Segmentation mask data:
++++++++++++++++++++

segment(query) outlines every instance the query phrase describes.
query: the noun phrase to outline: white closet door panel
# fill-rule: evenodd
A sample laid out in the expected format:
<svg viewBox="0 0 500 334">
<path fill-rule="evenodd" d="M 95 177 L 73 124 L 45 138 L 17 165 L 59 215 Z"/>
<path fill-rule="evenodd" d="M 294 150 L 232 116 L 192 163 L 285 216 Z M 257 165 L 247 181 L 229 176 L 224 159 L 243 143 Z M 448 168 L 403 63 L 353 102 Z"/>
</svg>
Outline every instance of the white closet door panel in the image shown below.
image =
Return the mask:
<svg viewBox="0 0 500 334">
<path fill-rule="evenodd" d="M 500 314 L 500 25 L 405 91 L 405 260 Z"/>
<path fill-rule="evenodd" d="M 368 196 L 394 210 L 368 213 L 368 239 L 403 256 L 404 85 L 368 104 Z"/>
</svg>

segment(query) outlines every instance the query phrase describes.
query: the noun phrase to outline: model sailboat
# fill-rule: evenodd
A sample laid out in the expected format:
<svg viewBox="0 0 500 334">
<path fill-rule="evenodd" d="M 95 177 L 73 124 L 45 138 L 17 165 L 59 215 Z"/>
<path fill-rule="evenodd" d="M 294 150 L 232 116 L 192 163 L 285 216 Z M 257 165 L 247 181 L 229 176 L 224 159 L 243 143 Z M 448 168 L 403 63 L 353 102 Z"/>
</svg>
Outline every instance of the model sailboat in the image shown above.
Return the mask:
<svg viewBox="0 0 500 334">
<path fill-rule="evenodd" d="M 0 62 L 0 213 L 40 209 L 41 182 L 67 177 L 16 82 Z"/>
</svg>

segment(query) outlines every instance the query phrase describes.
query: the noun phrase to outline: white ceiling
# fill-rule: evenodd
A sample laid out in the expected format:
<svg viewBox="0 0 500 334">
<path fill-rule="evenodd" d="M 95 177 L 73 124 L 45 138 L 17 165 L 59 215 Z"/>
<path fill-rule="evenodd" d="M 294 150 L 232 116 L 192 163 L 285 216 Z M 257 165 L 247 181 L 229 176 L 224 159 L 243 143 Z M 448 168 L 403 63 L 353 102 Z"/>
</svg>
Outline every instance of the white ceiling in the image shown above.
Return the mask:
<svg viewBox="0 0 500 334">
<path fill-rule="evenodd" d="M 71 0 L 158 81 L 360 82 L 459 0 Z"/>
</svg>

++++++++++++++++++++

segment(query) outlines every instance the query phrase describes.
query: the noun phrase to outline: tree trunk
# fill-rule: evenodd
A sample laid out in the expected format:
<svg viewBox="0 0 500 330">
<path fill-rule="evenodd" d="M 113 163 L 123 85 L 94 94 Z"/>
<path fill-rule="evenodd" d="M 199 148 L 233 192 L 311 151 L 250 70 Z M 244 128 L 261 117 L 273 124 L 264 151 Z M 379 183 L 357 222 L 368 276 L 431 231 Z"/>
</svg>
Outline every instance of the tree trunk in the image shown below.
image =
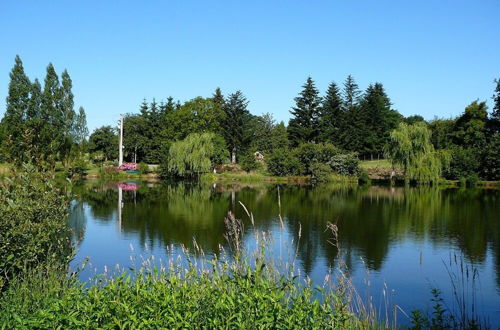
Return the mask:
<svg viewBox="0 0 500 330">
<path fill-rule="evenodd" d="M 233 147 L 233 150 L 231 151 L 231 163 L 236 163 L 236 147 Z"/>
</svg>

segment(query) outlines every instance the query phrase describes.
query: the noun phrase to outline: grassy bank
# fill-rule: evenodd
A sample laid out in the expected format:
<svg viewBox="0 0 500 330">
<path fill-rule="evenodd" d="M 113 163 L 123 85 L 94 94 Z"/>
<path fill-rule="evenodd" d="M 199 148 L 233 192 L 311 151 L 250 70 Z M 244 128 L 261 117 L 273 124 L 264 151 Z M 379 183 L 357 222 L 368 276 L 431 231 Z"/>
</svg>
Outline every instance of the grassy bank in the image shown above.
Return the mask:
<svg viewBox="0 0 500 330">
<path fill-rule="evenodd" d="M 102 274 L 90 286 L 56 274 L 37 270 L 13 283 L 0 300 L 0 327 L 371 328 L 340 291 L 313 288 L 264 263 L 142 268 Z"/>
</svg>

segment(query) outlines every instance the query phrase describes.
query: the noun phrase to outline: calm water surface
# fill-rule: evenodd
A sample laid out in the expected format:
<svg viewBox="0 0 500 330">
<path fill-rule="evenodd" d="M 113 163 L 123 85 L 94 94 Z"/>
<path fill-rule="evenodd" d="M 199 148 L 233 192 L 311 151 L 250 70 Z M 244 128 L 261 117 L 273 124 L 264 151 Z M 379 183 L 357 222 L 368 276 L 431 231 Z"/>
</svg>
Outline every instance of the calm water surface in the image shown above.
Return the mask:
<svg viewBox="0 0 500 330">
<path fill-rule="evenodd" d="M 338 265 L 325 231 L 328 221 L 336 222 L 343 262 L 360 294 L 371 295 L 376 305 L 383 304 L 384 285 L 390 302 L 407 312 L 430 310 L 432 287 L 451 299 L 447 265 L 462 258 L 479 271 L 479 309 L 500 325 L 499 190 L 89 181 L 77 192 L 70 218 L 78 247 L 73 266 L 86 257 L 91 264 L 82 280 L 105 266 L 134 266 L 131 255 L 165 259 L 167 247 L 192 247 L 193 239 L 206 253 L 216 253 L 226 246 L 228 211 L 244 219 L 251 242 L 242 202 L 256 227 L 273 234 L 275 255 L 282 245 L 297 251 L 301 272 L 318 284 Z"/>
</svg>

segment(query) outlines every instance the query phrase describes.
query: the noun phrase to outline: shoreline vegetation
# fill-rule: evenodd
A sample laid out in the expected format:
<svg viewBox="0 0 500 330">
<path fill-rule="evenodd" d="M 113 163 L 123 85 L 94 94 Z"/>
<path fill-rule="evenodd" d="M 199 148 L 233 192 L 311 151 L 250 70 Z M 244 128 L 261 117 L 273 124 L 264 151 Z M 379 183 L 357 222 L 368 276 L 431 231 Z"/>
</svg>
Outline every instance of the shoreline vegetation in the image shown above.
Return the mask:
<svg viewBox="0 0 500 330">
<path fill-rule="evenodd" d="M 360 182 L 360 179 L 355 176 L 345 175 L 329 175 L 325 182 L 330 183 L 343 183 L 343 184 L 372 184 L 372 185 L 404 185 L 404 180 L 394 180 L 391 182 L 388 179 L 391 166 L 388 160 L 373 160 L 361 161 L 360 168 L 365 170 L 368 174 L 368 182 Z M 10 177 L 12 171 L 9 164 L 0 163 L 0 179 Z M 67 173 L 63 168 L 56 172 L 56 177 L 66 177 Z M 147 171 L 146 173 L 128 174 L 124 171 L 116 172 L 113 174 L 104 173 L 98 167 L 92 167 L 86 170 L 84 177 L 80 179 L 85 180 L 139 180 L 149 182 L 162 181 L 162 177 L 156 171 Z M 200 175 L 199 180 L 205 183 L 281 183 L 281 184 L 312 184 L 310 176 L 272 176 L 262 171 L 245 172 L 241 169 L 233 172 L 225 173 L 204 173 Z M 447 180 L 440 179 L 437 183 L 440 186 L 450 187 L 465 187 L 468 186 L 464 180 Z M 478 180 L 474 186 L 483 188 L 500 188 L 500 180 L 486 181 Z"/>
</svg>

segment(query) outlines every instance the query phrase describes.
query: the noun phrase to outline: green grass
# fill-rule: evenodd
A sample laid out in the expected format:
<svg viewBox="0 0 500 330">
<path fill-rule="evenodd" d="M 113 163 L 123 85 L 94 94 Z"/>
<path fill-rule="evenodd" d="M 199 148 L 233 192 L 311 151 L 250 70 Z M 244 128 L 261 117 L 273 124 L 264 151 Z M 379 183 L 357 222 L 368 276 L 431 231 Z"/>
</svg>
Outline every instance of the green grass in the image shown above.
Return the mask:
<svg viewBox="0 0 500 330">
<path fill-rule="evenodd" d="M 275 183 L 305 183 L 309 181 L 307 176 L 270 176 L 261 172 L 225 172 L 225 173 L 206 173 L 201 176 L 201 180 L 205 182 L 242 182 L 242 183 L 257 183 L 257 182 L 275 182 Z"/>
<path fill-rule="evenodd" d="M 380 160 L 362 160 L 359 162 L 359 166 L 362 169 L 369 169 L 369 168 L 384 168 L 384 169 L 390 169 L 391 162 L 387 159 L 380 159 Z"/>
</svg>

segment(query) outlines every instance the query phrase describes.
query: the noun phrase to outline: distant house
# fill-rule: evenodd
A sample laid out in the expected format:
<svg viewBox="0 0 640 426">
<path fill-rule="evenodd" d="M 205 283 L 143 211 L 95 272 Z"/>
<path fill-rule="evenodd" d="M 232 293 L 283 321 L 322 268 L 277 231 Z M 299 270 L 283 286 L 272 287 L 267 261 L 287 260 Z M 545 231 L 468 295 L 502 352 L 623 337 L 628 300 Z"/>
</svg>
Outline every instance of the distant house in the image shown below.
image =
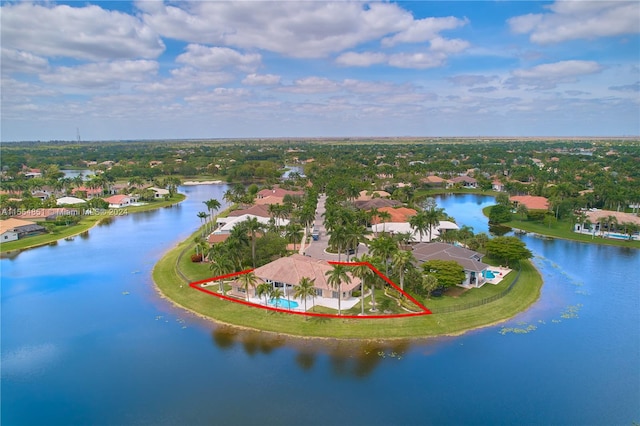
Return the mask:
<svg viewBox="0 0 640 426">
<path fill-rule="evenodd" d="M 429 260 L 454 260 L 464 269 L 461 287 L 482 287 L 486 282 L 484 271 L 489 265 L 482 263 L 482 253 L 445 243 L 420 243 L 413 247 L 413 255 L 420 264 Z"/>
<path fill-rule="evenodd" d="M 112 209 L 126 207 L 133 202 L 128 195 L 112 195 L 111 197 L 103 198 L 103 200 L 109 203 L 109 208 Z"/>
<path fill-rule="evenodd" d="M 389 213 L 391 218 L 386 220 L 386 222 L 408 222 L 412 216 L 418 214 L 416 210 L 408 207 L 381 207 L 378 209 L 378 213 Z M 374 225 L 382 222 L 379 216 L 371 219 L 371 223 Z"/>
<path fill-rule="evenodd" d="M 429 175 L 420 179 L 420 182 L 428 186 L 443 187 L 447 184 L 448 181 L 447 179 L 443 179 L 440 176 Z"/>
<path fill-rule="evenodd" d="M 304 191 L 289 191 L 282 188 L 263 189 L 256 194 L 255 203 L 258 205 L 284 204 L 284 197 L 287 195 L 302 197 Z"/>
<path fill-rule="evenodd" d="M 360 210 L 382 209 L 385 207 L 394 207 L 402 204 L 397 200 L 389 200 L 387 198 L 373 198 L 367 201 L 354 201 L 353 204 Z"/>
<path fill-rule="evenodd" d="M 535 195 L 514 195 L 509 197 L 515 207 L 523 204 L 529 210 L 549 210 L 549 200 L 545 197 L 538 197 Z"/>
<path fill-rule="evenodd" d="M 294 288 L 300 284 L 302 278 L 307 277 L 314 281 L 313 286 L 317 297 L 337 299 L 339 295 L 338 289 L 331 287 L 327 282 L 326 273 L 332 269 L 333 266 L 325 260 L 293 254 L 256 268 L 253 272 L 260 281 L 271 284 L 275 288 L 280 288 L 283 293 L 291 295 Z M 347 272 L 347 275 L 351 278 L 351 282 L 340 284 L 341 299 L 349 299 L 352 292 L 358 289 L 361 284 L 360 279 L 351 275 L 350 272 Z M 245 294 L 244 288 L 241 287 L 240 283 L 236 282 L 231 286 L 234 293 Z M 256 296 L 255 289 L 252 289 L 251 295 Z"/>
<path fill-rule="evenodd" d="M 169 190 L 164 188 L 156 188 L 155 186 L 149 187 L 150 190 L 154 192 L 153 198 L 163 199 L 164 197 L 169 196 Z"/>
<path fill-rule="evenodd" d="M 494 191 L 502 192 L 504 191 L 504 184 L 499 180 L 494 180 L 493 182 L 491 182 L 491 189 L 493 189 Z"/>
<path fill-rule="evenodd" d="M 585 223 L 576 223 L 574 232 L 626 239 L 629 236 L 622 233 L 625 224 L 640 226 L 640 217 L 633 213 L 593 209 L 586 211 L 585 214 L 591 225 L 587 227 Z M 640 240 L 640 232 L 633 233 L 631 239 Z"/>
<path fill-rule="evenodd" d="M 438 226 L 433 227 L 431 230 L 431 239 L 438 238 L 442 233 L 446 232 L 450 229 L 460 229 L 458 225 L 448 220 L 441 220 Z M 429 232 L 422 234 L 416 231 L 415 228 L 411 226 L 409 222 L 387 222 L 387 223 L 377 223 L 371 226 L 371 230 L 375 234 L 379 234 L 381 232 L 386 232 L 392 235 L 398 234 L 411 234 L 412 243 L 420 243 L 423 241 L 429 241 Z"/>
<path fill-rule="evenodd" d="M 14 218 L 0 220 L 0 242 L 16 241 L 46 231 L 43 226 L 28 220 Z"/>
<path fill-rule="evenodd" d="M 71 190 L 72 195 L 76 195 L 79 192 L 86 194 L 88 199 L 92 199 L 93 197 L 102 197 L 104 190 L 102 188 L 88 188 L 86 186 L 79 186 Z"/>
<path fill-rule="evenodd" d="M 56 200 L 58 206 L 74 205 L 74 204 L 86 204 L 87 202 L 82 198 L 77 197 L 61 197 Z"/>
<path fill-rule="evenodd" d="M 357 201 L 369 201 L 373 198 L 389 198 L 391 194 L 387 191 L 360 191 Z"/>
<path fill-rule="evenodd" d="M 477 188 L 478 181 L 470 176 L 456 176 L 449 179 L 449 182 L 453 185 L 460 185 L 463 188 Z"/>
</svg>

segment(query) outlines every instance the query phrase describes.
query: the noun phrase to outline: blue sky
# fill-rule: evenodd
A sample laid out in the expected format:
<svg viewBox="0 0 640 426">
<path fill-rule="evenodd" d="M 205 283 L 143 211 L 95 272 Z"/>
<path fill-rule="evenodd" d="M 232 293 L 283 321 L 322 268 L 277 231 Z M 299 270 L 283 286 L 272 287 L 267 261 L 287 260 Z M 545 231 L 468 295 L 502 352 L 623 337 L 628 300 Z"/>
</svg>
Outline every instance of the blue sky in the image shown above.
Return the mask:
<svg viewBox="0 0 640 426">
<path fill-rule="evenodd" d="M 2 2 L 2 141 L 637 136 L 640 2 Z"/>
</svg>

++++++++++++++++++++

Your reply should hold every line from the data that contains "above", copied in full.

Outline every instance of the model sailboat in the image shown above.
Outline every instance of the white ceiling in the image shown above.
Outline every instance of the grassy bank in the image shown above.
Outline every instance of the calm water surface in the image shown above.
Outline every instance of the shoreline vegetation in the image shown above.
Outline every instance of the green grass in the image shown above.
Outline every instance of the blue sky in the image shown above.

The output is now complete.